You can “parrot” all you want but all that you are doing is confirming the very thing that I am pointing out: you want to have your own rather limited feelings take the place of thousands of years of rhetorical learning.
Like I said: own your ignorance proudly. You wear it so well.
I have provided multiple links providing in great detail why you are wrong. You have not provided any rebuttal except a weak appeal to tradition and a bald assertion that you are correct. I have provided you an opportunity to show that you you have a weak grasp on the principles of “persuasion and rhetoric.” You have more than adequately taken the opportunity and shown, for all to see, that you have a weak grasp on the principles of “persuasion and rhetoric.”
Frankly OSitA, I haven’t bothered with your links because the words you have used have shown not an inkling of understanding of the topic.
Maybe try to fashion some small cognitive statement (and not just your Belieb-driven conclusion), and I might bother checking out your links.
Further, your view of “weak” and my persuading you are NOT in any way an indicator of the veracity of the points I provide. The history of rhetoric is what I say, not because it is I that says it – I say it because that is what the history is. And this is not a mere “tradition,” logic (not sure where you got that thinking – clearly you have had NO formal training in this art.
Methinks
What a freakin dork.
^^^ because that had anything to do with anything….
What a chump.
“anon” He absolutely refuses to engage in a meaningful dialogue.
Oh, Lookie! Billy and Company are up to their old tricks again.
Yes, let’s create a fantasy world where I never respond to his (or anyone else’s) super awesome arguments and where all my comments are simply falsehoods and propaganda. After all, no court — certainly not the Supreme Court or the Federal Circuit — has ever validated my plainly articulated views on subject matter eligibility, product-by-process claiming, inducing infringement, or a myriad other subjects. Nope! It never happened. At least not in Billy’s fantasy world.
So go right ahead, Billy. Keep clicking the heels of your ruby slippers together. Congress is gearing up to re-institute State Street Bank because nothing is more important than your happiness. Golly, that sounds nice — it must be true, right?

● Short task 1: In the comment thread, what does the last commenter say Congress is gearing up to re-institute?
The comment thread above has no connection to the listing that follows.

● Source material:
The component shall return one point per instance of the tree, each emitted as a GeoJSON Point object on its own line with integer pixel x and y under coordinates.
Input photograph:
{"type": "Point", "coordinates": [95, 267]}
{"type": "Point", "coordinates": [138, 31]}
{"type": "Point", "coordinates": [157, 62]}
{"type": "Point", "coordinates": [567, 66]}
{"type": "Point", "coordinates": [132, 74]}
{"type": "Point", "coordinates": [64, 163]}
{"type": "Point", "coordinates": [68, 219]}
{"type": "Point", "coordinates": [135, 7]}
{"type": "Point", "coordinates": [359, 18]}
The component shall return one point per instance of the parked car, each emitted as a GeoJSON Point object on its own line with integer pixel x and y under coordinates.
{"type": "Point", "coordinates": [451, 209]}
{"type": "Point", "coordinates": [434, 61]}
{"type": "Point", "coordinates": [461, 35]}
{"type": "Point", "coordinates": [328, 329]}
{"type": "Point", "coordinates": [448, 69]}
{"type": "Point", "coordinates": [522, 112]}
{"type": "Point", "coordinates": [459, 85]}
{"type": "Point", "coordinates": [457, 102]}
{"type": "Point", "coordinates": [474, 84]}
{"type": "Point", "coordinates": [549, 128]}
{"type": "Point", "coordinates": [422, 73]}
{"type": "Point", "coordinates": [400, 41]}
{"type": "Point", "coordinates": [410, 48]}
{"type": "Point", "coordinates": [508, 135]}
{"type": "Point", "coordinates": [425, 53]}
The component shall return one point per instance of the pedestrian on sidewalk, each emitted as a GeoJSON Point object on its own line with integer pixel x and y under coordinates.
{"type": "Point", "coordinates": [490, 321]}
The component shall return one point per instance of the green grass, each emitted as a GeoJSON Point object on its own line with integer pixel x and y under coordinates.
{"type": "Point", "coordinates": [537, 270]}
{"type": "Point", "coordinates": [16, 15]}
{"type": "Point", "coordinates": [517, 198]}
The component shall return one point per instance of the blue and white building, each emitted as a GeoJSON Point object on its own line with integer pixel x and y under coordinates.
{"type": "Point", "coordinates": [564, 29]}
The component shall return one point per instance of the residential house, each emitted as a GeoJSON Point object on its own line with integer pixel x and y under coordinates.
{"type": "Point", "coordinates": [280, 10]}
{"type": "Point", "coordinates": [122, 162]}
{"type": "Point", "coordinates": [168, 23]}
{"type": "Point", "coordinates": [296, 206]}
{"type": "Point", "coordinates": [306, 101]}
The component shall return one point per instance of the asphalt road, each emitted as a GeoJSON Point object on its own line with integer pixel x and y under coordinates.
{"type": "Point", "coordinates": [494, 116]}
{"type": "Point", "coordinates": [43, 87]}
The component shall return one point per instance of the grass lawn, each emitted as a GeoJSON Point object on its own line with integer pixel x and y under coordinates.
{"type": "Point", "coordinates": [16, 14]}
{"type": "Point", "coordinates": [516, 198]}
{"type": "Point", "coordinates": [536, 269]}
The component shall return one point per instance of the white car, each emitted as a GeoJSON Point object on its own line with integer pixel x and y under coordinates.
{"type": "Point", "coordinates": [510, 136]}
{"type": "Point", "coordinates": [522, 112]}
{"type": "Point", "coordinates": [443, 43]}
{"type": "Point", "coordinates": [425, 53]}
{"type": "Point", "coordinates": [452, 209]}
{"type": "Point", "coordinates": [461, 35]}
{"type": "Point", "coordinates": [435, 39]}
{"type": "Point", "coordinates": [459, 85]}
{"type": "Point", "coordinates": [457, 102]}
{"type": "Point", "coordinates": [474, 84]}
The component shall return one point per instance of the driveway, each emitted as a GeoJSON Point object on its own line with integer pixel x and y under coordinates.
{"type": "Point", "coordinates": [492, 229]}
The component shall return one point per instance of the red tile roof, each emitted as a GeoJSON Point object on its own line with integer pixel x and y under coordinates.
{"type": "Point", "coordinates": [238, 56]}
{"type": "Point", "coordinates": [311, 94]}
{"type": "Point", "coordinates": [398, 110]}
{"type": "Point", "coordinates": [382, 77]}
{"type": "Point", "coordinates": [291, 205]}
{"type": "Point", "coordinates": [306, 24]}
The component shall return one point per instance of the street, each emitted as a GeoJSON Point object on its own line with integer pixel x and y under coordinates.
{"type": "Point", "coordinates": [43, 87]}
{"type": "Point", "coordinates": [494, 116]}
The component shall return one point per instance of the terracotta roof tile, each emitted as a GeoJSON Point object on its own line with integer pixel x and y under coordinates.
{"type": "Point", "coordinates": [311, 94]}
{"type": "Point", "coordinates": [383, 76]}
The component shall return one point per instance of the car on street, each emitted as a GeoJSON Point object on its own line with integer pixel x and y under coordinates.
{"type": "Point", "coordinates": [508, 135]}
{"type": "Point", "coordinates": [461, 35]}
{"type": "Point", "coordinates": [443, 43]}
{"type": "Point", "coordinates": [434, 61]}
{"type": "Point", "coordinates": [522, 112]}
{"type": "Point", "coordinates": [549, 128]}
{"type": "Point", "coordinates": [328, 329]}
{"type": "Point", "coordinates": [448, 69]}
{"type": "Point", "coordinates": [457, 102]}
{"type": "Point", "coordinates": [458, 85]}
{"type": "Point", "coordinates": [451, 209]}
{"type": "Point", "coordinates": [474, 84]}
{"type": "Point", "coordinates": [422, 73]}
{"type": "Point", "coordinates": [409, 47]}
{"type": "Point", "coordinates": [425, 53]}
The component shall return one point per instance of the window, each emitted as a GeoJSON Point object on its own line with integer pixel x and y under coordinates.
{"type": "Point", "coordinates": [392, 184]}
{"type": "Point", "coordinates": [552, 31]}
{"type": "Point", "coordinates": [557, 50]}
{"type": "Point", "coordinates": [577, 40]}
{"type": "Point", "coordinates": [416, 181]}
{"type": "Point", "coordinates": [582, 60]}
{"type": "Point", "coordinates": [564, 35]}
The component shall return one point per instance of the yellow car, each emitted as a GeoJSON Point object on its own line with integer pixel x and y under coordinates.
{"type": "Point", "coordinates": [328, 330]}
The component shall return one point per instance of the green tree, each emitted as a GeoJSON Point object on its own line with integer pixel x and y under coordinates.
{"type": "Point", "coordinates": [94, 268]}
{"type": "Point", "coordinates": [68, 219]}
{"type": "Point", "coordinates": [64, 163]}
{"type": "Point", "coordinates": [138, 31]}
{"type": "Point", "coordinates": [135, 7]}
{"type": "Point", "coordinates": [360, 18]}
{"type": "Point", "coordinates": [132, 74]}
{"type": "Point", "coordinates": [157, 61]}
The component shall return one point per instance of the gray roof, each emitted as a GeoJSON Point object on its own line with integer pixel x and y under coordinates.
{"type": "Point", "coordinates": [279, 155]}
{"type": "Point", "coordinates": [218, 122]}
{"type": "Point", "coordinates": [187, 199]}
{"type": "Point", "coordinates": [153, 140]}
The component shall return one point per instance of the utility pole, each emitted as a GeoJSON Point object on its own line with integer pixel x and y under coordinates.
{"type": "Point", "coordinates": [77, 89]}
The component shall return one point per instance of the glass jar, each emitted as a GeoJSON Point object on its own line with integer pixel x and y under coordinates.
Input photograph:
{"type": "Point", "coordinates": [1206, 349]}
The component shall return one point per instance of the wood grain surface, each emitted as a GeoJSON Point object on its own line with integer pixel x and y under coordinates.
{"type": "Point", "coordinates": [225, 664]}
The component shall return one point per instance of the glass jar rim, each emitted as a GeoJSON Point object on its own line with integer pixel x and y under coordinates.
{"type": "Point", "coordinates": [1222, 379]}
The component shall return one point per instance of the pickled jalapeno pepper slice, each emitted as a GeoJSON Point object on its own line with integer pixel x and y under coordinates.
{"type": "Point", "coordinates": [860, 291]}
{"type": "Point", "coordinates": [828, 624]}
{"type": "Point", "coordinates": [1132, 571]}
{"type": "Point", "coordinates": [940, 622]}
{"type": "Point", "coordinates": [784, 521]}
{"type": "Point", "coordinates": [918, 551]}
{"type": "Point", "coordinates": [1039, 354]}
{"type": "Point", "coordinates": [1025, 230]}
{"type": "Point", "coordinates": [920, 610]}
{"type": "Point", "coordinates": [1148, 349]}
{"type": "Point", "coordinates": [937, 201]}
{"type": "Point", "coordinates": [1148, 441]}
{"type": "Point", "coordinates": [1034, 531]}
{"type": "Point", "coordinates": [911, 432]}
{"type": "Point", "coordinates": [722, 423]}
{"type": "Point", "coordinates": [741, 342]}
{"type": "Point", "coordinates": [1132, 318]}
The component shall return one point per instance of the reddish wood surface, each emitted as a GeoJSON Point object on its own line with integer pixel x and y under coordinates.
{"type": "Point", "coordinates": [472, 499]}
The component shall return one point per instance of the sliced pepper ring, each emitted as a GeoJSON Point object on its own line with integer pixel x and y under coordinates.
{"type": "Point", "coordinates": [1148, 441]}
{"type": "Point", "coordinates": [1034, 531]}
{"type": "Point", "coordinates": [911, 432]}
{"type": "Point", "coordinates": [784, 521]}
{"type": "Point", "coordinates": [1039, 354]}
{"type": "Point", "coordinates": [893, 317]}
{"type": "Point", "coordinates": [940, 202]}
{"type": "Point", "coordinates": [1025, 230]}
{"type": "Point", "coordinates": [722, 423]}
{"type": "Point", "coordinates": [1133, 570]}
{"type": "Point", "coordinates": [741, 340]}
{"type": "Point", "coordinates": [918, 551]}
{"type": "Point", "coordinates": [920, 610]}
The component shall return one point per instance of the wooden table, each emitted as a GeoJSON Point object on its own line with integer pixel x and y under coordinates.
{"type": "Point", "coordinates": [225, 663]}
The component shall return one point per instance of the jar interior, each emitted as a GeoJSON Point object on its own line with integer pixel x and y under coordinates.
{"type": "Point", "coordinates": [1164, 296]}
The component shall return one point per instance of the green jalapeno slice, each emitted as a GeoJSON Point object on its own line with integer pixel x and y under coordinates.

● Short task 2: Pull out every line of the listing that contains the string "pepper", matching case exactly.

● Worked answer 1: State Street Bank.

● Worked answer 2:
The component shall return one point per instance of the pickled jalapeno pepper slice, each emitted as a GeoJSON Point object on its own line with integer pixel x and y under coordinates.
The component shall return one point per instance of the sliced pepper ring, each emitted as a GeoJSON Point object on its own line with integer pixel x and y under coordinates.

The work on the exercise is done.